══ EXTRACT TO READ ══

Its not that Indigenous communities lack knowledge on issues and solutions regarding the environment. Indigenous communities understand the importance of preserving and conversing water for future generations. Traditional ecological knowledge has been passed on for generations that can help address water issues. As Haida elder and water advocate Guujaaw Notes, “We have to have a relationship with the land and water. Our people have lived here for thousands of years, and we have an understanding of how to live in balance with nature.”. It is essential that we listen to and learn from indigenous peoples and their traditional ecological knowledge to better understand how to protect and conserve water for future generations. The protection of water is not just a matter of environmental sustainability, but also a matter of human rights and cultural preservation.

Efforts to address Indigenous water issues require a holistic approach that recognizes the interconnectedness of water, land, and all living things. For many indigenous peoples, the destruction and contamination of water sources due to industrialization and development is a violation of their rights as well as a threat to their cultural identity. An Inuit leader Shelia Watt-Cloutier has stated, “Water is life, and its not just about the physical component of water. Its about the social, cultural, and spiritual aspects of water as well.”.

═══

### PARTS OF THE EXERCISE
1. Reproduce all of the records below line for line, omitting the pictures.
2. Continue the passage above on Indigenous water issues, starting after its last sentence.

══ RECORDS TO PROCESS ══

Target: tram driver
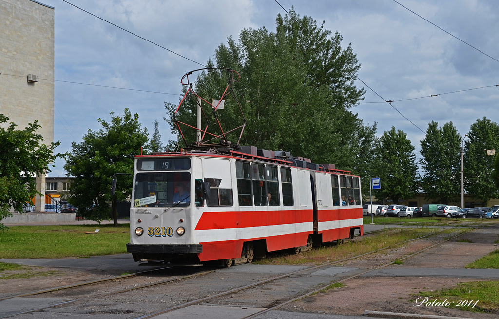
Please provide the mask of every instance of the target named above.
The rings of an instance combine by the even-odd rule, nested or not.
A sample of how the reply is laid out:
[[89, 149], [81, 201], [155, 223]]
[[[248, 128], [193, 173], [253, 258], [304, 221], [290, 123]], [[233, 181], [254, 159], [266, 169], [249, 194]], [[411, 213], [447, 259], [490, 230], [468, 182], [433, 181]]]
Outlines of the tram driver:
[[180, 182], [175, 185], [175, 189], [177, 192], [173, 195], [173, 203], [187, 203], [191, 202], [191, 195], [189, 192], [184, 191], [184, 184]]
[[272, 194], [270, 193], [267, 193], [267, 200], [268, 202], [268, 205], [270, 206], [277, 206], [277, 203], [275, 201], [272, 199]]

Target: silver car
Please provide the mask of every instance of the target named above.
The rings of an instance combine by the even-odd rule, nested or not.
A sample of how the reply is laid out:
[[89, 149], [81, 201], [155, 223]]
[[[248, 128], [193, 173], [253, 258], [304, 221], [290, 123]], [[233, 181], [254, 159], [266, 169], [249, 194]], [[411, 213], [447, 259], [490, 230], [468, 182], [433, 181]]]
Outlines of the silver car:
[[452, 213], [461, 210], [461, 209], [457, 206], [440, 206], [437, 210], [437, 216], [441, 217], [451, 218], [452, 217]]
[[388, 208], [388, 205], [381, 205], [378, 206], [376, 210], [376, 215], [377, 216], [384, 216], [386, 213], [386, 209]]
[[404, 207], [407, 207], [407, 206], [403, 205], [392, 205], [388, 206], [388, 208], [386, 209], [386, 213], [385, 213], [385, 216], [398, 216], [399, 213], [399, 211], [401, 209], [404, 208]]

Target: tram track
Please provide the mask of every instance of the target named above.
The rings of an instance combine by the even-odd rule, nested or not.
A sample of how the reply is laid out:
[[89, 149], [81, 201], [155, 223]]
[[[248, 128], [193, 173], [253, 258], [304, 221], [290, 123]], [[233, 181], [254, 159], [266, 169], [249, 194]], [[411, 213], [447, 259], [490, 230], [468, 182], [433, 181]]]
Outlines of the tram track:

═══

### IN RESPONSE
1.
Target: tram driver
Please provide the mask of every instance of the target named above.
The rings of an instance combine by the even-odd rule, nested or not.
A sample of how the reply is laid out:
[[89, 149], [81, 201], [155, 223]]
[[[248, 128], [193, 173], [253, 258], [304, 221], [290, 123]], [[233, 181], [254, 159], [266, 169], [249, 194]], [[411, 213], [447, 259], [490, 230], [468, 182], [433, 181]]]
Outlines of the tram driver:
[[180, 182], [175, 185], [175, 189], [177, 192], [173, 195], [173, 203], [187, 203], [191, 202], [191, 195], [189, 192], [184, 191], [184, 184]]
[[272, 194], [270, 193], [267, 193], [267, 200], [268, 202], [268, 205], [270, 206], [277, 206], [277, 203], [275, 201], [272, 199]]

Target: silver car
Please provide the mask of every instance of the target named above.
The rings of an instance combine by the even-odd rule, nested or not.
A sample of how the reply is laid out:
[[89, 149], [81, 201], [155, 223]]
[[[248, 128], [193, 173], [253, 258], [304, 221], [290, 123]], [[233, 181], [254, 159], [266, 169], [249, 194]], [[411, 213], [447, 259], [490, 230], [468, 182], [433, 181]]]
Outlines of the silver car:
[[452, 213], [461, 210], [461, 209], [457, 206], [440, 206], [437, 210], [437, 216], [441, 217], [451, 218], [452, 217]]
[[388, 208], [388, 205], [381, 205], [378, 206], [376, 210], [376, 215], [377, 216], [384, 216], [386, 213], [386, 209]]
[[404, 207], [407, 207], [407, 206], [403, 205], [392, 205], [388, 206], [388, 208], [386, 209], [386, 213], [385, 213], [385, 216], [398, 216], [399, 213], [399, 211], [401, 209], [404, 208]]

Target: tram track
Please provide the mask of every instance of the target named above.
The rings of an instance combine by the even-odd rule, nested or not.
A sample of how the reply is laid out:
[[89, 149], [81, 201], [155, 223]]
[[[248, 128], [193, 173], [253, 258], [304, 221], [290, 123]], [[233, 181], [254, 159], [266, 169], [249, 194]], [[411, 213], [447, 259], [490, 230], [468, 182], [433, 181]]]
Outlines of the tram track:

2.
Indigenous communities in Canada and around the world continue to lead the way in protecting and conserving water. By listening to and learning from indigenous peoples and their traditional ecological knowledge, we can better understand how to protect and preserve this vital resource for future generations. Despite the efforts of Indigenous water advocates, there is still much work to be done to address indigenous water issues. According to the Council of Canadians, over 100 First Nations Communities in Canada continue to face boil water advisories, some for more than two decades.

Many indigenous communities have been fighting for their right to clean water for decades and their struggles continue today. Despite facing many challenged, Indigenous peoples around the world continue to protect and defend water as a sacred and essential part of their way of life. Their traditional ecological knowledge and practice are invaluable in the face of the current global water crisis, and it is crucial to recognize and respect their contributions to water conservation and sustainability.